**REQUIRED ACTION**: One number is all that is asked for: the number of lines below that hold the string "roof".

[Opening EXERCISE DATA section]

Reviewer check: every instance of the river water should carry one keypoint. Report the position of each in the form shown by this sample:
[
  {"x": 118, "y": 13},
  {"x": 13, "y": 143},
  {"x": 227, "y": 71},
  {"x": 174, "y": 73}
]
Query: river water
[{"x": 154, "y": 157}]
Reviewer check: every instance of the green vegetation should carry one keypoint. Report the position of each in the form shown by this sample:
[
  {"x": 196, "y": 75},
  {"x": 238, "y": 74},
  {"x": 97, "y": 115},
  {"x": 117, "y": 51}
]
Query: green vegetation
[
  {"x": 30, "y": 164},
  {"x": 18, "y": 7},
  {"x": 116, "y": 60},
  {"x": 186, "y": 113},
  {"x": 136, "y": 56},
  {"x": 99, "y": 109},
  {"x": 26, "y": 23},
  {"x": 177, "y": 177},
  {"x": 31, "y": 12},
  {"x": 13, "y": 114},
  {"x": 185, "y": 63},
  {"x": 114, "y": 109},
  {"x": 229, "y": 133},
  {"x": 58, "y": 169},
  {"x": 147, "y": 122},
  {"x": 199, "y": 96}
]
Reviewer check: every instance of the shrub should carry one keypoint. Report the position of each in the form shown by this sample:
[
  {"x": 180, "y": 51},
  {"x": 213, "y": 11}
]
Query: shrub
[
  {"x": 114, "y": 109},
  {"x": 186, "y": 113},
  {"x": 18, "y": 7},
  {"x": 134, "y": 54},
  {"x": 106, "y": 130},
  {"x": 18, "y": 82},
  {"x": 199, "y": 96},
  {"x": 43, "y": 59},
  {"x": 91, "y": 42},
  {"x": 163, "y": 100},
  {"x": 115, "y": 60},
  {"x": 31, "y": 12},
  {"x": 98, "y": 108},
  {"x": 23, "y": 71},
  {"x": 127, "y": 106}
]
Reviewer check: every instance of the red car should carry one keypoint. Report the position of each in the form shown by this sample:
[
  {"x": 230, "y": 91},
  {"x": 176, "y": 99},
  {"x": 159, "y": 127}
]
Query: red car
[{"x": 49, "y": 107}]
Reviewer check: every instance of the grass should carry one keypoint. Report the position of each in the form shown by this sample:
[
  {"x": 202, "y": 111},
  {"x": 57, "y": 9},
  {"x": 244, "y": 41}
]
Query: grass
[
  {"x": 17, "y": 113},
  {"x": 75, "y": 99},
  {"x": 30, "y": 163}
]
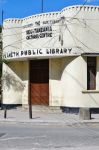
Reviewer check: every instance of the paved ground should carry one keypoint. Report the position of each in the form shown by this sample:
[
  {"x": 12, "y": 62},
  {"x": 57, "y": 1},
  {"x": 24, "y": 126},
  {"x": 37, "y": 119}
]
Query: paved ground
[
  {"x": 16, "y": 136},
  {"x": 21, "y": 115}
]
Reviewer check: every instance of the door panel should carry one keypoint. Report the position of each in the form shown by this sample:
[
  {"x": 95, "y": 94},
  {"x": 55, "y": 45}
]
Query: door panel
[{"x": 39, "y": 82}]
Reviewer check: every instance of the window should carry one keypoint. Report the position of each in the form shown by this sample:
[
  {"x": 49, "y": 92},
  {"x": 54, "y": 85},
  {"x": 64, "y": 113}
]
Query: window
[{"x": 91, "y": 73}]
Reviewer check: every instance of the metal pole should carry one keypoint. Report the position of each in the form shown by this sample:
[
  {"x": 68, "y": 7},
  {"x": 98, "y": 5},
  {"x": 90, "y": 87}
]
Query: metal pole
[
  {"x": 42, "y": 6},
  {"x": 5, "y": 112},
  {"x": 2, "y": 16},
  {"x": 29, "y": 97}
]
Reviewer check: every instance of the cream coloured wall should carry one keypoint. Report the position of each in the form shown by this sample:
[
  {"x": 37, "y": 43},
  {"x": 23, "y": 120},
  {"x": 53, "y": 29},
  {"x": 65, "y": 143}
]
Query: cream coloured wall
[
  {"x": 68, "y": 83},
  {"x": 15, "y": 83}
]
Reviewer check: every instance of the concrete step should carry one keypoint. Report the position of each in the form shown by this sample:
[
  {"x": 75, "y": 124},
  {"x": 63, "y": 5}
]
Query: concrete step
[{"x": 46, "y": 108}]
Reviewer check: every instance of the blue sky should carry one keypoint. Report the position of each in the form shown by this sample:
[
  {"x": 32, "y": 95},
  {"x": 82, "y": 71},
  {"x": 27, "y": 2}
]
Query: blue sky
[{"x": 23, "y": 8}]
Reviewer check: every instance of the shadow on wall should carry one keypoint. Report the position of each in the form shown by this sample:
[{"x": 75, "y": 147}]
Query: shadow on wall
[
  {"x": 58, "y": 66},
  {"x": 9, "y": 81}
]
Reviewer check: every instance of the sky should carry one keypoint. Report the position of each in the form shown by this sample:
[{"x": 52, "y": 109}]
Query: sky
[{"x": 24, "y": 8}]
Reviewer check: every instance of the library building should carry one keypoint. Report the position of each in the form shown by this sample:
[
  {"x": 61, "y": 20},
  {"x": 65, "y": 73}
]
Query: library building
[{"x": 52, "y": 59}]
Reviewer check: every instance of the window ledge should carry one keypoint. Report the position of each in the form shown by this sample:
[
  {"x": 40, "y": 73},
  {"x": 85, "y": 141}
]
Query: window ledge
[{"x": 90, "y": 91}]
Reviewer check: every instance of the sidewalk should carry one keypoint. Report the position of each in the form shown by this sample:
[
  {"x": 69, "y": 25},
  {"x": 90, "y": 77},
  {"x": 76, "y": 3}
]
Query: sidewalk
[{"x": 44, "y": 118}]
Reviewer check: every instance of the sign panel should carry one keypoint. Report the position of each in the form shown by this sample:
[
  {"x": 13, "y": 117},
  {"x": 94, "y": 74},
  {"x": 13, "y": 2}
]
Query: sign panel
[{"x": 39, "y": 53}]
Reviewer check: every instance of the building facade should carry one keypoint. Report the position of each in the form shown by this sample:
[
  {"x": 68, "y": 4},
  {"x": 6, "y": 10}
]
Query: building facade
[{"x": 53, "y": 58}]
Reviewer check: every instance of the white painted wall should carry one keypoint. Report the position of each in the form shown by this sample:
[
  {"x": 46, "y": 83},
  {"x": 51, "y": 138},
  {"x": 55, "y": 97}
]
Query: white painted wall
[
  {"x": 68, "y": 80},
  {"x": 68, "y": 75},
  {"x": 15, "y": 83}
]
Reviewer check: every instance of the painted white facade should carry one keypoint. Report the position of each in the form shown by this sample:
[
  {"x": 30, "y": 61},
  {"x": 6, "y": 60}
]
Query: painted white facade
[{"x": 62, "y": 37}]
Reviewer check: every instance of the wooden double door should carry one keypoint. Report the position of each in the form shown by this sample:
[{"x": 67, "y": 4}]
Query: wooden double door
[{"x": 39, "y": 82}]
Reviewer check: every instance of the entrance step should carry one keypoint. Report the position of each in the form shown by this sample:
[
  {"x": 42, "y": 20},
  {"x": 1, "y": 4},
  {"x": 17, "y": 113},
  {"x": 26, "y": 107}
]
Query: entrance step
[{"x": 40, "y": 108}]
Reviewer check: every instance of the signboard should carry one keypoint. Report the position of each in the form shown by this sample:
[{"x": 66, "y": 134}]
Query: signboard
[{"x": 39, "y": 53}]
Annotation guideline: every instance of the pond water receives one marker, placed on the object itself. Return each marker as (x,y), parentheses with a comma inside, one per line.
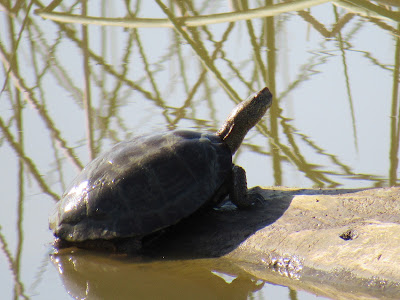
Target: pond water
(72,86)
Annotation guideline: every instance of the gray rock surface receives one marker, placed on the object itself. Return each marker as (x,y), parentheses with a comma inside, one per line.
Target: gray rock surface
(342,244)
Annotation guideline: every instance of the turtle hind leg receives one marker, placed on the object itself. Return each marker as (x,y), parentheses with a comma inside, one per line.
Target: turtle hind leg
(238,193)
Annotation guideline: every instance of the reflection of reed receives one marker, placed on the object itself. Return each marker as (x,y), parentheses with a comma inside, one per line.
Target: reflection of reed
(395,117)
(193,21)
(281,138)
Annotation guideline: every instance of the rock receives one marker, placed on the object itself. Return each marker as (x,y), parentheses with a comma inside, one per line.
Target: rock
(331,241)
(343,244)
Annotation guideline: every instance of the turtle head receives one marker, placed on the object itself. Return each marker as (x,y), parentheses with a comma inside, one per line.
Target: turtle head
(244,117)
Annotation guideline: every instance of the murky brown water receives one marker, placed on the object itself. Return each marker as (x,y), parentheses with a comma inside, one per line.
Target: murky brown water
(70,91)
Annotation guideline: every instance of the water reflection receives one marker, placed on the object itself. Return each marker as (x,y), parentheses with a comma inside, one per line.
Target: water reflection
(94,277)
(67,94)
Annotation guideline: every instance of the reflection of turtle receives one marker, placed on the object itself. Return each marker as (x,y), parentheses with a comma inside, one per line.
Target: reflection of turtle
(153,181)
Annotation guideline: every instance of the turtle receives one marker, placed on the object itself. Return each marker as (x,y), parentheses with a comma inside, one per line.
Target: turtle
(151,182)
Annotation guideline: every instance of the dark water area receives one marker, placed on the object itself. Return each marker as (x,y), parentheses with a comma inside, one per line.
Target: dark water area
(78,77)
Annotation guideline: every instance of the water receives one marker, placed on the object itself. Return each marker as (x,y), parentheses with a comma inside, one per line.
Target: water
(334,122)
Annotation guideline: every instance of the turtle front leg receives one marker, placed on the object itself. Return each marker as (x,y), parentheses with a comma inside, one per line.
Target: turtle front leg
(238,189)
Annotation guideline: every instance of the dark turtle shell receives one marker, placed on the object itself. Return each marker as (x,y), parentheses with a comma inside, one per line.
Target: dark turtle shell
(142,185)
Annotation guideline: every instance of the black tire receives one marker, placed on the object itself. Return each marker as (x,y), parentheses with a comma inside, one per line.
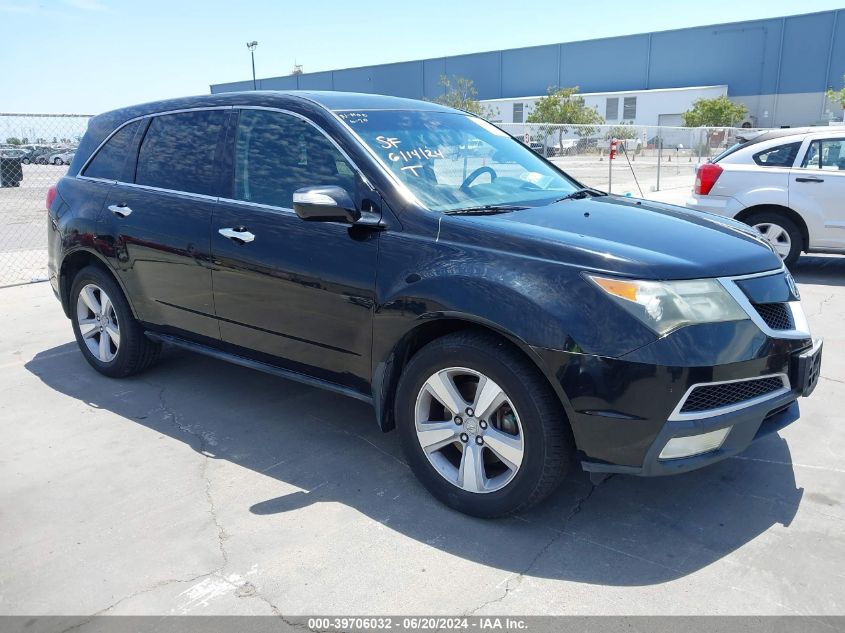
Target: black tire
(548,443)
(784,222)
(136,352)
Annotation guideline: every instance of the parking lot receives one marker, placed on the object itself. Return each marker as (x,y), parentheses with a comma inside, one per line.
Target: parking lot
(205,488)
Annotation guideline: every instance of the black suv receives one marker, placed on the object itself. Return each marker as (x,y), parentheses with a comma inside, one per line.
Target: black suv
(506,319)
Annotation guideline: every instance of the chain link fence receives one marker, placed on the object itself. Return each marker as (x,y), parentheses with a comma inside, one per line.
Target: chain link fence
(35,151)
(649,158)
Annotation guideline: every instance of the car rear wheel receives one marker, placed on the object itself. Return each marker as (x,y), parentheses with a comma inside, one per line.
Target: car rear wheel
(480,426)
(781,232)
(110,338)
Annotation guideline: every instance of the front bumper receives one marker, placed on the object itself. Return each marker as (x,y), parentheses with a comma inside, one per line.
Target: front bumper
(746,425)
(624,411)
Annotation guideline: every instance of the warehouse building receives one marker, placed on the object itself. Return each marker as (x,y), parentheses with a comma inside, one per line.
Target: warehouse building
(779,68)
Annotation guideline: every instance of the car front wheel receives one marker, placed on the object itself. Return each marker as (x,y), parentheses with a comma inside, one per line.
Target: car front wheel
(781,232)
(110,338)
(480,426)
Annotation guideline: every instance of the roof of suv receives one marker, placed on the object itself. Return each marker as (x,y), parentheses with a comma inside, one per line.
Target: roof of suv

[Closing EXERCISE DATA section]

**REPLY TO THE EXERCISE**: 2